CONSIGNE :: Recopiez à l'identique le passage de la lettre de Bolivar au président Pétion qui commence par « Kingston, le 19 » et se termine par « importants qui l’occupent. ».

BLOC DE TEXTE ::
:::

Alexandre Pétion, Président d'Haïti |
Simon Bolivar, libérateur d'Amérique du Sud |
Lettre de Simon Bolivar au Président haïtien Alexandre Pétion l'annonçant sa volonté de visiter Haïti à la recherche d'appuis financiers et militaires pour libérer le Venezuela et la Nouvelle Grenade (la Colombie et l'Equateur).
Kingston, le 19 décembre 1815.
À Mr. le Président Pétion,
Chef Suprême de la République d’Haïti.
Monsieur le Président:
Depuis bien longtemps j’ambitionne l’honneur d’être en communication avec
Votre Excellence, et de lui témoigner les profonds sentiments d’estime et de
reconnaissance, que m’ont inspiré ses talents distingués, et ses bienfaits
sans nombre envers mes trop malheureux compatriotes ; mais j’ai toujours craint
d’importuner Votre Excellence en détournant un seul instant son attention des
soins importants qui l’occupent.
Les circonstances, Mr. le Président, me forcent, heureusement pour moi, à me rendre dans l’asile de tous les républicains de cette partie du monde : je
dois visiter le pays que Votre Excellence rend heureux par sa sagesse. II faut
que je retourne dans ma patrie en passant par celle de Votre Excellence ; et
puisque la fortune me présente l’inappréciable occasion de la connaitre et de
l’admirer de prés (si elle veut bien me le permettre) je me rendrai auprès
d’elle dans le moment même où j’arriverai aux Cayes, où quelques-uns de mes
amis m’attendent pour traiter avec moi sur les affaires de l’Amérique du Sud.

:::

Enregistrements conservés
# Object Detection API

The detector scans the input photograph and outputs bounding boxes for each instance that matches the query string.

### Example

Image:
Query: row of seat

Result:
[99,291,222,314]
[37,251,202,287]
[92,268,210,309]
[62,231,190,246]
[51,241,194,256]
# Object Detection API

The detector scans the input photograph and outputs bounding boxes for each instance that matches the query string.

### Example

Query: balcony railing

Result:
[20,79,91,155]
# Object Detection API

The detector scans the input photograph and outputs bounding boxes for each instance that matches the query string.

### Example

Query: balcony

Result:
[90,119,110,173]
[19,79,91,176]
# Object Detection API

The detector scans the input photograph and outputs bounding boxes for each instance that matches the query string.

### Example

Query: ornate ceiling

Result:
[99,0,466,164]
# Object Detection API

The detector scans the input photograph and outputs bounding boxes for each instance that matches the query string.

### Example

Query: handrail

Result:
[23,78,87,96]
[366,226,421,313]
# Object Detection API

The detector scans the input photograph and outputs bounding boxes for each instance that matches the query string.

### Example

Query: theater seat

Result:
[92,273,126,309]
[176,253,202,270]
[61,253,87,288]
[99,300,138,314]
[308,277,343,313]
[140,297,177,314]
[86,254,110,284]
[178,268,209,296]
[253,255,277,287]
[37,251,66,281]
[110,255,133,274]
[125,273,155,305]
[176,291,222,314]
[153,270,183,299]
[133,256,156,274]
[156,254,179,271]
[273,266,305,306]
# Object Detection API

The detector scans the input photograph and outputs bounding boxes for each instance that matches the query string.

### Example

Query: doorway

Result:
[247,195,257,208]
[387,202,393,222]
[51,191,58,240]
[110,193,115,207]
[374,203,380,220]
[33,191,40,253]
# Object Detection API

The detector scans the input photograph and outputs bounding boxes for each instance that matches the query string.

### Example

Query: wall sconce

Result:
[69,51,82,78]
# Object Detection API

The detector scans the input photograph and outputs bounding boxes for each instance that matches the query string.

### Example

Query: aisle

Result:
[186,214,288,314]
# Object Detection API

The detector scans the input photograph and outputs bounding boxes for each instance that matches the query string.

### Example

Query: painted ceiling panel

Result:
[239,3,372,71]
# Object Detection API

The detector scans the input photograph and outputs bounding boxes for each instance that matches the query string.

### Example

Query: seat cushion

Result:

:::

RÉSULTAT ATTENDU ::
Kingston, le 19 décembre 1815.
À Mr. le Président Pétion,
Chef Suprême de la République d’Haïti.
Monsieur le Président:
Depuis bien longtemps j’ambitionne l’honneur d’être en communication avec
Votre Excellence, et de lui témoigner les profonds sentiments d’estime et de
reconnaissance, que m’ont inspiré ses talents distingués, et ses bienfaits
sans nombre envers mes trop malheureux compatriotes ; mais j’ai toujours craint
d’importuner Votre Excellence en détournant un seul instant son attention des
soins importants qui l’occupent.